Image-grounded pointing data
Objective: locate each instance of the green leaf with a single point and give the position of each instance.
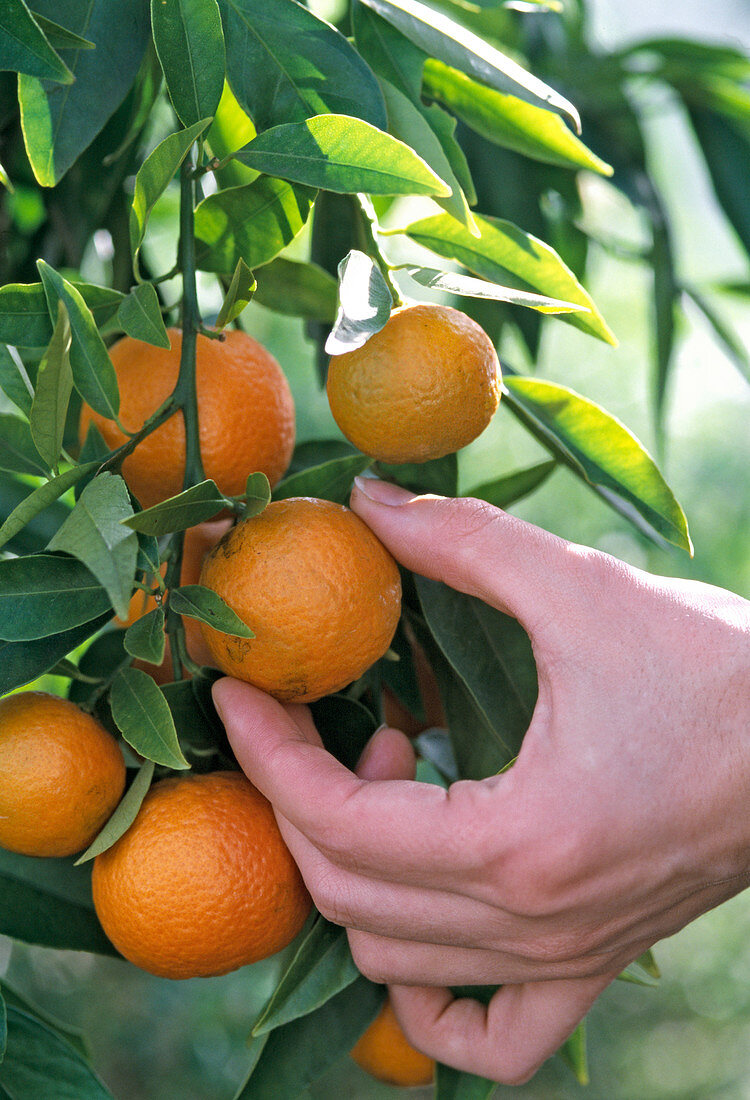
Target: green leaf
(23, 661)
(61, 121)
(299, 1053)
(504, 251)
(509, 121)
(257, 494)
(298, 289)
(52, 395)
(92, 372)
(492, 655)
(190, 45)
(24, 315)
(510, 487)
(141, 714)
(123, 816)
(94, 534)
(14, 383)
(331, 481)
(320, 968)
(456, 1085)
(441, 36)
(207, 606)
(409, 124)
(140, 315)
(48, 902)
(24, 47)
(44, 594)
(285, 64)
(454, 283)
(600, 450)
(343, 154)
(239, 295)
(40, 498)
(18, 453)
(41, 1063)
(154, 175)
(145, 637)
(195, 505)
(365, 304)
(253, 222)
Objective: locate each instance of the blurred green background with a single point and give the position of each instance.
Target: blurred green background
(688, 1038)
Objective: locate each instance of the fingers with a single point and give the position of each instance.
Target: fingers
(509, 1038)
(475, 548)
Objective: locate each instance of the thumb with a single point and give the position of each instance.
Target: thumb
(520, 569)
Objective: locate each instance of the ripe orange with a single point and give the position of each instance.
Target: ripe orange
(201, 882)
(62, 774)
(426, 385)
(385, 1053)
(245, 413)
(318, 589)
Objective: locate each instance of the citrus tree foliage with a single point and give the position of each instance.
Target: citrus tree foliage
(276, 125)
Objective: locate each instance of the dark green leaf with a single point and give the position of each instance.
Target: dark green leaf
(141, 714)
(253, 223)
(320, 968)
(41, 1063)
(145, 637)
(240, 293)
(92, 372)
(339, 153)
(154, 175)
(94, 532)
(58, 121)
(511, 487)
(344, 725)
(492, 655)
(18, 453)
(13, 383)
(48, 902)
(194, 506)
(257, 494)
(600, 450)
(46, 594)
(331, 481)
(124, 815)
(140, 315)
(285, 64)
(190, 45)
(300, 1052)
(207, 606)
(25, 48)
(504, 251)
(23, 661)
(52, 394)
(454, 283)
(41, 498)
(364, 304)
(441, 36)
(299, 289)
(509, 121)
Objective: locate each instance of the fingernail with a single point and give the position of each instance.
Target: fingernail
(383, 492)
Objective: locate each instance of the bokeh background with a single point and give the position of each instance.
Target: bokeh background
(687, 1038)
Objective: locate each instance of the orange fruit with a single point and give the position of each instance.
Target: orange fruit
(201, 882)
(245, 413)
(385, 1053)
(62, 774)
(426, 385)
(318, 589)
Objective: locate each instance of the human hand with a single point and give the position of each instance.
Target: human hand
(625, 816)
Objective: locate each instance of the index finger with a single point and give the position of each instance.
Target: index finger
(394, 829)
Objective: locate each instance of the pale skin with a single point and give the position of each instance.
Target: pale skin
(626, 815)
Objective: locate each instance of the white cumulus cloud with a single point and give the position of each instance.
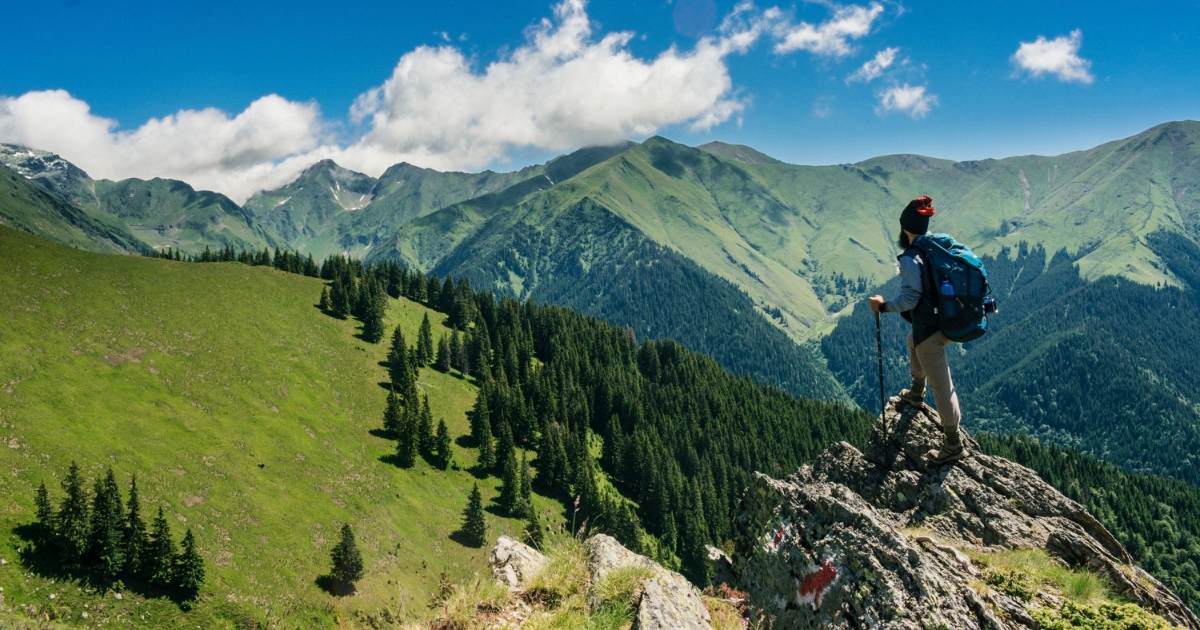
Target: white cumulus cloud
(207, 148)
(831, 37)
(906, 99)
(1059, 57)
(875, 67)
(562, 89)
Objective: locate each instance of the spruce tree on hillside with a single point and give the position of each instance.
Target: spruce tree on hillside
(189, 568)
(425, 342)
(71, 527)
(510, 486)
(399, 365)
(135, 540)
(442, 454)
(408, 443)
(393, 414)
(425, 429)
(486, 460)
(45, 515)
(347, 563)
(443, 360)
(107, 529)
(474, 527)
(159, 563)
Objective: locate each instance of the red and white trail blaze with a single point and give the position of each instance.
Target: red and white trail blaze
(814, 586)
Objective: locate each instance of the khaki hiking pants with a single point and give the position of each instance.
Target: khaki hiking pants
(928, 361)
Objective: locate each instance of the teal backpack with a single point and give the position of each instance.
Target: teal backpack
(960, 285)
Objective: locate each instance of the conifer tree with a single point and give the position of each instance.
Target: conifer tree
(408, 444)
(442, 454)
(159, 562)
(399, 365)
(347, 562)
(455, 351)
(425, 429)
(189, 568)
(393, 414)
(425, 342)
(486, 460)
(504, 444)
(71, 529)
(107, 528)
(510, 486)
(135, 539)
(474, 527)
(45, 515)
(526, 484)
(443, 363)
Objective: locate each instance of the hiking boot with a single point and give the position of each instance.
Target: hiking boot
(916, 394)
(952, 450)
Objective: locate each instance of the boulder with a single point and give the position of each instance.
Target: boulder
(514, 562)
(875, 539)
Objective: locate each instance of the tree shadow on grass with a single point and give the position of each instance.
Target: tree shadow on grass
(461, 538)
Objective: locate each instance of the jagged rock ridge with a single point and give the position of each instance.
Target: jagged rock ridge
(827, 547)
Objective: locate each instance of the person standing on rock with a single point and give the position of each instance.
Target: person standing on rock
(917, 303)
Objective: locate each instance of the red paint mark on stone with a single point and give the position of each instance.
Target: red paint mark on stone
(814, 585)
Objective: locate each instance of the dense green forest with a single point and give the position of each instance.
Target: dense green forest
(1156, 519)
(1107, 367)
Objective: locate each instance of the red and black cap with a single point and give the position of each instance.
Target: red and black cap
(916, 215)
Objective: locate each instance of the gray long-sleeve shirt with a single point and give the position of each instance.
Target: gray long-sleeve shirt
(910, 286)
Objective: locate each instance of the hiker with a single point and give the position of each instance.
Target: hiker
(927, 343)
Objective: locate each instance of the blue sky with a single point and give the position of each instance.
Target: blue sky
(238, 97)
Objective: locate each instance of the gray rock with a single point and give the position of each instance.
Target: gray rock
(515, 563)
(825, 547)
(669, 601)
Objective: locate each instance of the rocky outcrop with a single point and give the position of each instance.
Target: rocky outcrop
(514, 562)
(876, 539)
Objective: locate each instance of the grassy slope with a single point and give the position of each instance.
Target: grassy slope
(29, 208)
(192, 376)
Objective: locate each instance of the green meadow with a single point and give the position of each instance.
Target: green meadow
(246, 414)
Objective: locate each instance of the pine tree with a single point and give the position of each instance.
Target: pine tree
(159, 562)
(399, 365)
(510, 486)
(486, 460)
(347, 563)
(135, 540)
(372, 316)
(443, 363)
(474, 527)
(455, 351)
(45, 515)
(71, 527)
(189, 568)
(106, 528)
(393, 415)
(425, 429)
(442, 454)
(408, 443)
(425, 342)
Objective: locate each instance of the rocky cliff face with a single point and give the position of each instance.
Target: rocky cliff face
(879, 539)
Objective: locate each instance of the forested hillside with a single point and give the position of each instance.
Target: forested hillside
(1105, 366)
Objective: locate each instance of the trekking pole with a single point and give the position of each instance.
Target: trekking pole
(879, 347)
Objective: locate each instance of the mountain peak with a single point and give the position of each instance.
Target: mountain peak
(738, 153)
(887, 540)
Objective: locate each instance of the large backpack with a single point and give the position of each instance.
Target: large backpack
(960, 286)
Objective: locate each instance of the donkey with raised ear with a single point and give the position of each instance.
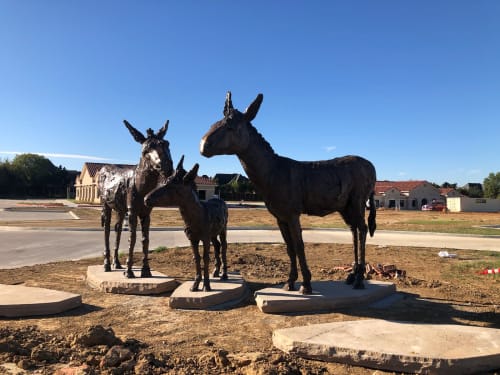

Problem. A word-for-word copy of all the records above is required, with the pictures left out.

Task answer.
Objective: locate each instance of the green leaf with a single point and give the position of each instance.
Target: green leaf
(23, 661)
(61, 121)
(299, 1053)
(504, 251)
(509, 121)
(257, 494)
(298, 289)
(52, 395)
(92, 372)
(492, 655)
(190, 45)
(24, 315)
(510, 487)
(141, 714)
(123, 816)
(94, 534)
(14, 383)
(331, 481)
(320, 968)
(456, 1085)
(441, 36)
(207, 606)
(409, 124)
(140, 315)
(48, 902)
(24, 47)
(44, 594)
(285, 64)
(454, 283)
(600, 450)
(343, 154)
(239, 295)
(40, 498)
(18, 453)
(41, 1063)
(154, 175)
(145, 637)
(195, 505)
(365, 304)
(253, 222)
Objective: locate each instance of the blurred green background with a single point and give the position of each instance.
Target: blurred green background
(688, 1038)
Objective: locate each instance of the fingers with a single point and give the position of each instance.
Target: fingers
(509, 1038)
(475, 548)
Objective: locate each instance of the thumb with a single point and give the position of each instance.
Target: thumb
(520, 569)
Objective: locate each instance of the ripe orange with a single point and give the position of each instance.
Target: ripe orange
(201, 882)
(62, 774)
(426, 385)
(385, 1053)
(245, 413)
(318, 589)
Objective: locate each instance of the citrus tree foliage with a single point and give the position of each instance.
Target: citrus tree foliage
(276, 125)
Objective: locate each instance of the dark green leaf with a single point and give the position of each instance.
Target: dark green leaf
(141, 714)
(253, 223)
(320, 968)
(41, 1063)
(145, 637)
(240, 293)
(92, 372)
(339, 153)
(154, 175)
(94, 532)
(58, 121)
(511, 487)
(344, 725)
(492, 655)
(18, 453)
(13, 383)
(48, 902)
(194, 506)
(257, 494)
(600, 450)
(46, 594)
(331, 481)
(124, 815)
(140, 315)
(285, 64)
(190, 45)
(300, 1052)
(207, 606)
(25, 48)
(504, 251)
(23, 661)
(52, 394)
(454, 283)
(41, 498)
(364, 304)
(441, 36)
(299, 289)
(509, 121)
Objective: locate each instance of the fingernail with a single point and give the position of each instance.
Target: fingernail
(383, 492)
Objective: locate each instance of the bokeh background with a single point and give the position of each instance.
Target: bokeh background
(687, 1038)
Objective: locate each instance of the orange fruit with a single point and give the position of each instance.
Target: orange fruit
(201, 882)
(245, 413)
(385, 1053)
(62, 774)
(426, 385)
(318, 589)
Objective: locate each instance of the human hand with a single point and give the position of each instance.
Target: human hand
(625, 816)
Objective: locate each instance of the index finger with a single point and give the position of each instance.
Target: index finger
(394, 829)
Objective: locate each instance of the pale skin with a single point and give the position of each instance.
Target: pale skin
(626, 815)
Objective: locate each instance of the white cumulus cloud with a single point and give the position of each instance.
Target: white cumulus cloud
(207, 148)
(831, 37)
(906, 99)
(1059, 57)
(875, 67)
(562, 89)
Objective: locate each instance of the spruce tree on hillside with a single point and give the position of each instance.
Target: spruce tree on hillside
(189, 568)
(425, 342)
(71, 527)
(510, 486)
(399, 365)
(135, 540)
(442, 454)
(408, 443)
(393, 414)
(425, 429)
(486, 460)
(45, 515)
(347, 563)
(443, 360)
(107, 529)
(474, 527)
(159, 563)
Objective: locate each instance of the red and white trail blaze with a single point and give the position of each instance.
Target: red and white trail blaze
(814, 586)
Objective: locate each instance of the khaki hiking pants with a single point and give the position of each instance.
Target: khaki hiking pants
(928, 361)
Objective: locate each instance of the teal backpack with a single point and give the position of each instance.
Target: teal backpack
(960, 285)
Objective: locate each instance of the conifer tree with a single point and give the position of each instance.
Target: conifer tree
(408, 444)
(442, 454)
(159, 562)
(399, 365)
(347, 562)
(455, 351)
(425, 429)
(189, 568)
(393, 414)
(425, 342)
(486, 460)
(504, 444)
(71, 529)
(107, 528)
(510, 486)
(135, 539)
(474, 527)
(45, 515)
(526, 484)
(443, 363)
Objective: locate each instance of the hiking boot with a single point and give the position of each instance.
Target: hiking boot
(916, 394)
(952, 450)
Objective: locate each instance of the boulder with a single point and give the position of each instance.
Target: boulder
(514, 562)
(875, 539)
Objective: locate each instance of the tree shadow on grass with a single point and give the position of each instance.
Target: tree shadow on grass
(461, 538)
Objective: locate each instance of the jagged rock ridge with a single point and give the position of each instance.
Target: jagged rock ridge
(827, 547)
Objective: locate each instance of the person standing on rock with a single point and give the position of each instance.
Target: person standing on rock
(917, 303)
Objective: locate each instance of the red paint mark on stone with a single point and give the position of each instance.
Target: red paint mark on stone
(814, 585)
Objective: locate each instance of the dense green forest with a single point and give the position of each instance.
Target: dense green forest
(1156, 519)
(1107, 367)
Objective: locate each instance of the red and black cap with a single point and give the position of each instance.
Target: red and black cap
(916, 215)
Objective: locate each instance of the gray long-sleeve shirt with a single point and give the position of each instance.
Target: gray long-sleeve shirt
(910, 286)
Objective: locate each instance of the hiker with a single point and give the position of each instance.
Target: hiker
(927, 343)
Objective: locate each instance of the blue sky with a single point and give the position of each instance.
Target: blue sky
(238, 97)
Objective: locate each instance of the gray rock with a single point and give the position of each instance.
Target: gray rock
(515, 563)
(825, 547)
(669, 601)
Objective: locate each instance of the rocky outcrop with a single point and give the position of each instance.
Target: rocky outcrop
(514, 562)
(876, 539)
Objective: locate each instance of the grassy slope with a single point and give the position of each instance.
Target: grassy slope
(29, 208)
(192, 376)
Objective: locate each instance of the green meadow with a single point and give the position of each instance.
Target: green meadow
(246, 414)
Objective: locate each instance of the pine tree with a single point and give the position of each instance.
Target: pine tree
(159, 562)
(399, 365)
(510, 486)
(486, 460)
(347, 563)
(135, 540)
(372, 316)
(443, 363)
(474, 527)
(455, 351)
(45, 515)
(71, 527)
(189, 568)
(106, 528)
(393, 415)
(425, 429)
(442, 454)
(408, 443)
(425, 342)
Objective: locate each instance of the rocky cliff face with a single point and give the position of each instance.
Target: rocky cliff face
(879, 539)
Objective: locate each instance of the forested hillside with a single point and give the position of each instance.
Target: forested hillside
(1105, 366)
Objective: locate each instance of the trekking pole with a single point and give the position of each instance.
Target: trekking pole
(879, 347)
Objective: locate each instance of the mountain peak with a single point and give the position of each instance.
Target: mountain peak
(738, 153)
(887, 540)
Objective: locate each instance of the large backpack with a single point and give the position of each instance.
Target: large backpack
(960, 286)
Objective: locate each instance of the donkey with raised ear with a single point and give the position of each instance.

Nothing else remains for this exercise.